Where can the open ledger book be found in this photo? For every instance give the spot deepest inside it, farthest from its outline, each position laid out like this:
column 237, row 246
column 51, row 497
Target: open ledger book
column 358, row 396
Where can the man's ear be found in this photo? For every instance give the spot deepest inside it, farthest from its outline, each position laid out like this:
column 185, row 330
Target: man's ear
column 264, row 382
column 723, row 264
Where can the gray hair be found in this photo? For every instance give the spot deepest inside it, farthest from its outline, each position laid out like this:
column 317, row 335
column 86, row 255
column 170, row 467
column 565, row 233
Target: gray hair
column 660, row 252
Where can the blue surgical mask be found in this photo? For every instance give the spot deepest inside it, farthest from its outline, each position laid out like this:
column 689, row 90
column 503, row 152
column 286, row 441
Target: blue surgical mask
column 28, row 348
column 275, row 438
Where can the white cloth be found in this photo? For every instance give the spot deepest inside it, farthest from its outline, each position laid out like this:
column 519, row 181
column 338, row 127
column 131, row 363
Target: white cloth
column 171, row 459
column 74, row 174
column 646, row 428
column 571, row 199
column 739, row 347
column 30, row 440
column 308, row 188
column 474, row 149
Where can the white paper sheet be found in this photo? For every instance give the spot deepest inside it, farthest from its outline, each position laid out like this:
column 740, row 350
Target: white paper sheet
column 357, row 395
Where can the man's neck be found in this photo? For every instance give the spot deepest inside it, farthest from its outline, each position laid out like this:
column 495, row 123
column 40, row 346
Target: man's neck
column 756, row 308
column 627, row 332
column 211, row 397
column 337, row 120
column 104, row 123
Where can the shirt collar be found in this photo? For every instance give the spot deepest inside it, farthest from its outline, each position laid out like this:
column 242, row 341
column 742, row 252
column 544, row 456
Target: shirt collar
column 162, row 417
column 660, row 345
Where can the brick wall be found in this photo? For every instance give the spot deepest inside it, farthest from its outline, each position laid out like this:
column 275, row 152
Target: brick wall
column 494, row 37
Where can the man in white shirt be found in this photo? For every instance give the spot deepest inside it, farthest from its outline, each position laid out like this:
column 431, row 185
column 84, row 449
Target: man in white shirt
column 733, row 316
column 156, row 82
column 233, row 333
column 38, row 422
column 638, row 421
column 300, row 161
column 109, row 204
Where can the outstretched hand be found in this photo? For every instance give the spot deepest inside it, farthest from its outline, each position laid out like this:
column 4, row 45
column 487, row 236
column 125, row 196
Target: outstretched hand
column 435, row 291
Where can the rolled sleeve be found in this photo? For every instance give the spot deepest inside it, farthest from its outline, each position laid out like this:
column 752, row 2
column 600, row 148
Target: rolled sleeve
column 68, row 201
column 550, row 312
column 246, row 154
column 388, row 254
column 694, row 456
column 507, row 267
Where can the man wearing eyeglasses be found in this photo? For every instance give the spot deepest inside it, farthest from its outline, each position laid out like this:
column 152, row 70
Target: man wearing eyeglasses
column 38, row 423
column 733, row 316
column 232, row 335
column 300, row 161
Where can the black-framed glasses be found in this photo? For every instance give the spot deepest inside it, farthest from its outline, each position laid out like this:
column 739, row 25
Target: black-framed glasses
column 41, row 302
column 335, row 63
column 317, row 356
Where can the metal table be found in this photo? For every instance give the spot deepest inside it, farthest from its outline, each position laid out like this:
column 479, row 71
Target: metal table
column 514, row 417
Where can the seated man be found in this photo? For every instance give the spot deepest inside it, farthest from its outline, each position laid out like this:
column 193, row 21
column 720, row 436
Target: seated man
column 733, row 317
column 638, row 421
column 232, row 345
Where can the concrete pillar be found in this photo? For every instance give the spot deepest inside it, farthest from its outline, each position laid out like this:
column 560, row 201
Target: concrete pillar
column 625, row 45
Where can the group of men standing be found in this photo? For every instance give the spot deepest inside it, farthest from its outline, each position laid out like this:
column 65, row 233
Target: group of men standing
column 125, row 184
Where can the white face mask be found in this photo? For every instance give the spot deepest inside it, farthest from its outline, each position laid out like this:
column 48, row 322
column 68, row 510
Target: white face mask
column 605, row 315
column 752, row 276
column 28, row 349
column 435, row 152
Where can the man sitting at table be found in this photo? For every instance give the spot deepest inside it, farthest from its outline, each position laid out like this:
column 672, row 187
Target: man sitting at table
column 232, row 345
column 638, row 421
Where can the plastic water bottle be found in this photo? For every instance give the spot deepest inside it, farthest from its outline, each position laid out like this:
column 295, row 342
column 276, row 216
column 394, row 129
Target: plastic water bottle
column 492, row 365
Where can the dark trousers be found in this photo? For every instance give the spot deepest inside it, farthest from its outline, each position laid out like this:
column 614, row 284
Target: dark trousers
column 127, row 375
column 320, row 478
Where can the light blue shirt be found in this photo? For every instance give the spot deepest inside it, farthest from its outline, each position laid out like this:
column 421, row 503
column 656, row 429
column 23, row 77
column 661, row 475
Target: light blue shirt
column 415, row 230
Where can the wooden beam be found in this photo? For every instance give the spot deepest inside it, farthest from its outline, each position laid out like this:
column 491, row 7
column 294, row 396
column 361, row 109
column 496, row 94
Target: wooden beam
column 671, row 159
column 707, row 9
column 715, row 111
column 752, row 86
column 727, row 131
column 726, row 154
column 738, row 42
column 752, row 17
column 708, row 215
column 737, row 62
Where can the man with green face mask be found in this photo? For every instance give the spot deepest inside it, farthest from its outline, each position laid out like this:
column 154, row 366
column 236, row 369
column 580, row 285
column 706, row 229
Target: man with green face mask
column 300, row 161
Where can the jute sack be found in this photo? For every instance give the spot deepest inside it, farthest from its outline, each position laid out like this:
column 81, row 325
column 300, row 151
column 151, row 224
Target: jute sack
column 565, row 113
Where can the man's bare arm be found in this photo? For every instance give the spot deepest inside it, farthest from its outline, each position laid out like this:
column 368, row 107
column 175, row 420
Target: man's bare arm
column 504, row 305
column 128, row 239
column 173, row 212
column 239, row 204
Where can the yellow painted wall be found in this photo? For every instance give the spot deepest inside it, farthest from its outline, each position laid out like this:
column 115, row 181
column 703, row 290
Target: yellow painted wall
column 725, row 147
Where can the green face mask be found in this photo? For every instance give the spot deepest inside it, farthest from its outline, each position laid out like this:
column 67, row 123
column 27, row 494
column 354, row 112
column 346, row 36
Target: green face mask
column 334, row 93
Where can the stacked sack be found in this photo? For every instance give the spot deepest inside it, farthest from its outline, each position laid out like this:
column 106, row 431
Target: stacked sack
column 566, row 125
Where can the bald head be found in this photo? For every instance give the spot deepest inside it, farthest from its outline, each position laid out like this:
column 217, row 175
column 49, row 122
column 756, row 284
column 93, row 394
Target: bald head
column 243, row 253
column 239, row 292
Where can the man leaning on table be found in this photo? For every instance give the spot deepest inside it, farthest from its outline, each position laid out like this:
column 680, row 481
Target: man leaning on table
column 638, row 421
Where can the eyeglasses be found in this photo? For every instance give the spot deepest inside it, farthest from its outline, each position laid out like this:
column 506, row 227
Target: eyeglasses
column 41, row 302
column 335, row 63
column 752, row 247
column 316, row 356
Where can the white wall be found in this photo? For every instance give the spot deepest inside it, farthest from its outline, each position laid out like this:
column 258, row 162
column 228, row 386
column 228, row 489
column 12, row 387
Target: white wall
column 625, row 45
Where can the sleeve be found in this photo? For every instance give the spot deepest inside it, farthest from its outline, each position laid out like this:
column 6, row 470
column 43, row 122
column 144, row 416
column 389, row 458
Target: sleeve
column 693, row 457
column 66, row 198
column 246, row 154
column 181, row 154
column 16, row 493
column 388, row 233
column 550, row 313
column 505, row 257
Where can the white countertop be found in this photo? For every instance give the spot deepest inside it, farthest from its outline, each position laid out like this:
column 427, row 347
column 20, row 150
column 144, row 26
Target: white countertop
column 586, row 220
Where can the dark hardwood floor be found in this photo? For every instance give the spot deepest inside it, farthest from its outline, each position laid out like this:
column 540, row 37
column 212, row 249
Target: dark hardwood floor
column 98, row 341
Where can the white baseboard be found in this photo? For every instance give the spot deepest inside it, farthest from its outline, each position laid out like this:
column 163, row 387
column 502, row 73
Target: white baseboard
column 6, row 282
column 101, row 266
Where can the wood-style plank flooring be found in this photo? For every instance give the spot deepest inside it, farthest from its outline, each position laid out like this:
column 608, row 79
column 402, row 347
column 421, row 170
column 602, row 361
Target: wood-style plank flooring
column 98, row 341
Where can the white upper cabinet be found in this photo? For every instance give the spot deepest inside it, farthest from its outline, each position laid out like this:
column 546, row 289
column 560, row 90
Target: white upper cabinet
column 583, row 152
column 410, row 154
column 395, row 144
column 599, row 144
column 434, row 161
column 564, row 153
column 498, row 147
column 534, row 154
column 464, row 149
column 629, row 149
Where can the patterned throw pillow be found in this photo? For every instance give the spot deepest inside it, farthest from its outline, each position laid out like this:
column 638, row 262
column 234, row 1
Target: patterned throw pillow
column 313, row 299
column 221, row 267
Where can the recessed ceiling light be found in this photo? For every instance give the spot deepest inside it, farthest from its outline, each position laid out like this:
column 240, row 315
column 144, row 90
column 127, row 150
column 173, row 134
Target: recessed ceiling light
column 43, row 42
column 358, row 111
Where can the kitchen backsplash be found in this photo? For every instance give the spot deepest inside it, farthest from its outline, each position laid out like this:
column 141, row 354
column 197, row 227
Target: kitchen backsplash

**Task directions**: When a line in the records above contains the word "backsplash", copy it.

**Reply**:
Where can the kitchen backsplash be found in this photo? For every instance give the spot deepest inside it, farthest from its outline, each position laid out like this:
Target: kitchen backsplash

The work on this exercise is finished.